__PROBLEMS TO SOLVE__.
[1] For the review below, decide whether each statement agrees with it. Answer yes or no, quoting the words that settle it: (a) the film was shot mostly at one location in Luxemburg; (b) the one full transformation is shown on screen; (c) Megan drives the soldiers to an isolated house.
[2] Echo the review below from "I'm trying to" to "out of place.".
[3] Answer these questions from the review below:
(a) Who plays Captain Ryan?
(b) Where is the squad doing its training exercise?
(c) The review calls the film the finest of its sort since which film?

Tuesday, October 9, 2012
A squad of British soldiers (among its members are Sean Pertwee as the grizzled sergeant and Kevin McKidd as the main character Cooper) is on a training exercise in the Scottish wilderness when it stumbles upon the dismembered remains of the Special Forces team they were supposed to operate with, along with the injured Captain Ryan (Liam Cunningham). As the night begins to grow, the squad is attacked by a ferocious enemy with a lot of hair, claws, sharp teeth, and a bad attitude. The men are saved by Megan (Emma Cleasby), who drives them to an isolated house where the werewolves besiege them, and the humans try to survive the night as their ammunition and numbers dwindle.
I'm trying to think of a plot element in Dog Soldier that hasn't been done before, and I can't seem to recall any. We get the soldiers fighting off the first wave of monster attacks, the escape attempt that ends disastrously, the infected member of the group putting the others at risk, and the final confrontation with one big, bad baddie, but like I said, it's done remarkably well with great conviction on the part of the cast. The characters might only be written in the most basic terms - the hero, the gruff leader, the girl, the sneak, the scared kid, the gung-ho soldier - but the actors all work together, and no one seems out of place.
Filmed on a low-budget in Luxemburg at mostly one location, Dog Soldiers never feels cheap or small. Granted the one full transformation occurs off-screen (but is built up effectively), but the werewolves look great when we see them. Marshall creates tension by keeping them in the shadows, only showing glimpses of fangs, snouts, or claws or giving us black-and-white point-of-view shots. Plenty of times we only see a claw slashing through a window or a door as the soldiers desperately try to fight them off.
In short, if you're a horror fan, Dog Soldiers is worth checking out. It strikes a fine balance between the horrific blood-and-guts stuff and the more tongue-in-cheek macho humor. Easily the finest of its sort since Predator.

__Natural language descriptions of regions__.

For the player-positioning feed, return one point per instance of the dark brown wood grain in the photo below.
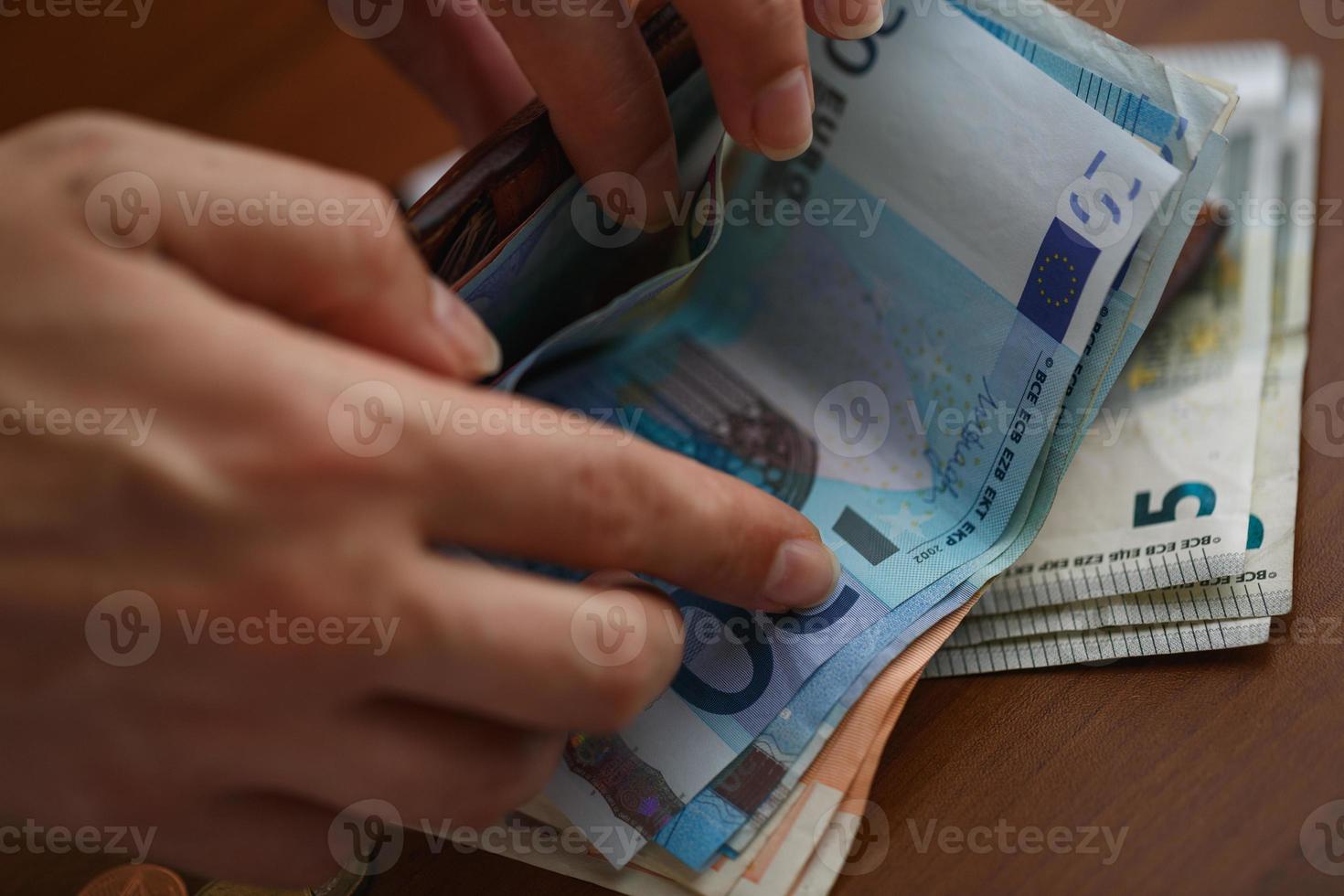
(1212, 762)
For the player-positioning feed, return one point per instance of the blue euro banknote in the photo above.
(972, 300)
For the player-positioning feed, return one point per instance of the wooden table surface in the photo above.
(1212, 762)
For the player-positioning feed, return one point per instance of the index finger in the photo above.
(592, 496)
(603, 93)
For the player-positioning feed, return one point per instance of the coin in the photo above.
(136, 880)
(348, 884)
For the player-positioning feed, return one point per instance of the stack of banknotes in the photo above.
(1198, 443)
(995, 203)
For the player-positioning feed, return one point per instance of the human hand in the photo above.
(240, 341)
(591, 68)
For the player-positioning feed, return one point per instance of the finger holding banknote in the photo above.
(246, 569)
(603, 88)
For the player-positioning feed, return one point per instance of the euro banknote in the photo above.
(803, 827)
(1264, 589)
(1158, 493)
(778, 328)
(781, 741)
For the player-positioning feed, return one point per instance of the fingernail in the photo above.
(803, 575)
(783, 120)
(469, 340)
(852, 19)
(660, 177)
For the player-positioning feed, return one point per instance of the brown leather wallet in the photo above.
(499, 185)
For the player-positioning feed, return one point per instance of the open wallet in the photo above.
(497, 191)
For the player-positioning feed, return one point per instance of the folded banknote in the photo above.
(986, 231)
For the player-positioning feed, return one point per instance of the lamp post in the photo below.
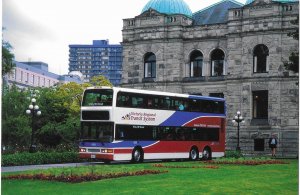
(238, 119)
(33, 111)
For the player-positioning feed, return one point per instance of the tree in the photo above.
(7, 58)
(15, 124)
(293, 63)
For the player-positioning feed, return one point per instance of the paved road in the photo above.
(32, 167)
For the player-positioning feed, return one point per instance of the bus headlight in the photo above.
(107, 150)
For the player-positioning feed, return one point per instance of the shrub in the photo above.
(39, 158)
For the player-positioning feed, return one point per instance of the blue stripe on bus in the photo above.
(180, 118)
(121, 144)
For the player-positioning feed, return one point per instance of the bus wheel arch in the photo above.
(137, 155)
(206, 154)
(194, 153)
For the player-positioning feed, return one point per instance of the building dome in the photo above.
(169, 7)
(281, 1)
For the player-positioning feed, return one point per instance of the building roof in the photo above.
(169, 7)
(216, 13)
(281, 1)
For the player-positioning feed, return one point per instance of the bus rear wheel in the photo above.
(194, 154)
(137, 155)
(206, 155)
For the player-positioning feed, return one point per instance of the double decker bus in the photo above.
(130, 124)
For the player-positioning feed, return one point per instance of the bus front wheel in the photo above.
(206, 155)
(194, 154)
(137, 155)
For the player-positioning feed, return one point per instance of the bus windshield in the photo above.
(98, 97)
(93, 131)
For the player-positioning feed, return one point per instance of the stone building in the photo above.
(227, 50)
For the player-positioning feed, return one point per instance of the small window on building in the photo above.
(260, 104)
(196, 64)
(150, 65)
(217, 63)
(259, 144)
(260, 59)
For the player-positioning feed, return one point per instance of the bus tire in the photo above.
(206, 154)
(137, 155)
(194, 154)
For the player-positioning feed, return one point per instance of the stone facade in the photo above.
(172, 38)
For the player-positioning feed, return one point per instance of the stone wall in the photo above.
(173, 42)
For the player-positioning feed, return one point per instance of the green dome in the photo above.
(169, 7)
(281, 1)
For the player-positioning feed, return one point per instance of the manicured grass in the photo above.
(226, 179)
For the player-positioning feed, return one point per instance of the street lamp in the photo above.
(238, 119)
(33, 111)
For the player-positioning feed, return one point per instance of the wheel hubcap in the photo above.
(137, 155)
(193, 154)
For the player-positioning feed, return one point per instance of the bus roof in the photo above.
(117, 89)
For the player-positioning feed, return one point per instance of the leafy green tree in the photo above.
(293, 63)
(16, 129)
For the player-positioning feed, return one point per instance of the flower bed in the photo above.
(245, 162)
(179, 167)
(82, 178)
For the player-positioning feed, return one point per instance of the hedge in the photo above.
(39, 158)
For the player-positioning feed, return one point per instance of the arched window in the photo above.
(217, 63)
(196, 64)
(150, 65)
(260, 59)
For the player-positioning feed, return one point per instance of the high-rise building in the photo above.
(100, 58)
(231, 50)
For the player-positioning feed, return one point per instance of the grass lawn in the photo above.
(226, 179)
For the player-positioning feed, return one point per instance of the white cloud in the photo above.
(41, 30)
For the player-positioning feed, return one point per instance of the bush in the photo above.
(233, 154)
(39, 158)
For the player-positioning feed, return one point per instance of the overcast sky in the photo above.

__REPLIES__.
[1]
(a) Yes: "Filmed on a low-budget in Luxemburg at mostly one location"
(b) No: "the one full transformation occurs off-screen"
(c) Yes: "The men are saved by Megan (Emma Cleasby), who drives them to an isolated house"

[2]
I'm trying to think of a plot element in Dog Soldier that hasn't been done before, and I can't seem to recall any. We get the soldiers fighting off the first wave of monster attacks, the escape attempt that ends disastrously, the infected member of the group putting the others at risk, and the final confrontation with one big, bad baddie, but like I said, it's done remarkably well with great conviction on the part of the cast. The characters might only be written in the most basic terms - the hero, the gruff leader, the girl, the sneak, the scared kid, the gung-ho soldier - but the actors all work together, and no one seems out of place.

[3]
(a) Liam Cunningham
(b) In the Scottish wilderness
(c) Predator